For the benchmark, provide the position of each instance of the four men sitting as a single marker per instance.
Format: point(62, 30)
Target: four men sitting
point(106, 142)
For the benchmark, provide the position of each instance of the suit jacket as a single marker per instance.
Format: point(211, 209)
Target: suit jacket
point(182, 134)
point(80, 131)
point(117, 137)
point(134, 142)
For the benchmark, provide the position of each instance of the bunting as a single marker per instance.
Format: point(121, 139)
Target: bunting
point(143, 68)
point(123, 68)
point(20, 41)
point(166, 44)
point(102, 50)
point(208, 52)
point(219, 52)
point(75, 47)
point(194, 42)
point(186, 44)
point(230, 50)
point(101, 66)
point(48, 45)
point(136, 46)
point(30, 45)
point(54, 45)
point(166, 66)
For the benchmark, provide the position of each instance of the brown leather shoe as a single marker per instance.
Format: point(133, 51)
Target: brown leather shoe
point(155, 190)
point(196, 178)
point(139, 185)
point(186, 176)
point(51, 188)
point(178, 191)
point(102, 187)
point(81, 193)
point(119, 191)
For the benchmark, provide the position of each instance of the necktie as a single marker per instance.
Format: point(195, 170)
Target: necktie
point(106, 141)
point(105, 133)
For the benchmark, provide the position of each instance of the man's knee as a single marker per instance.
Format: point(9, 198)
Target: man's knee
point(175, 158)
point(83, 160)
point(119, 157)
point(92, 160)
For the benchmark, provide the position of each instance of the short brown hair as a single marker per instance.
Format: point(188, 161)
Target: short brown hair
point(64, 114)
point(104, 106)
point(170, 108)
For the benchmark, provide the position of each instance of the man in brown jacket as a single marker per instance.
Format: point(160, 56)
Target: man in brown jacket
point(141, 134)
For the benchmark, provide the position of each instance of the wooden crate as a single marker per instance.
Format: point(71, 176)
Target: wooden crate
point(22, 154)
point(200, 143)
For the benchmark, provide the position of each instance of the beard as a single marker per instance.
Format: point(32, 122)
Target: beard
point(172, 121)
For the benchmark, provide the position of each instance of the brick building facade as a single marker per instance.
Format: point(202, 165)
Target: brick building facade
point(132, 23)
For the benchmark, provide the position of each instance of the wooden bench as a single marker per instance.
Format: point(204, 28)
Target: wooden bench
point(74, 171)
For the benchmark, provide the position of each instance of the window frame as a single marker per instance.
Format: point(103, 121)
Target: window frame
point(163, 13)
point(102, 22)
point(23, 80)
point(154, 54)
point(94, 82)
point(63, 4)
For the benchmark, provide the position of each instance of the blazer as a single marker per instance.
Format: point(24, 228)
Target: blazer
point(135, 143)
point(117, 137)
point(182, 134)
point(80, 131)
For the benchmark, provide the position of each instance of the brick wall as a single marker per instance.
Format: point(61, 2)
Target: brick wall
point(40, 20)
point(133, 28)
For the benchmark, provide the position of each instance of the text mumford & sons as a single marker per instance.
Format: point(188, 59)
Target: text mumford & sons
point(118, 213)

|---|

*The task*. Rewrite the stretch from the start of the rows through the line containing "point(134, 142)", changing "suit jacket" to "sport coat" and leaving everything else as it is.

*The completed task*.
For the benchmark, provide the position of each instance of the four men sitting as a single marker per instance.
Format: point(62, 30)
Target: four men sitting
point(106, 142)
For the benchmark, provide the position of each instance of the sport coat as a single marker per instance.
Format: point(211, 209)
Target: sport coat
point(182, 134)
point(80, 131)
point(117, 137)
point(134, 142)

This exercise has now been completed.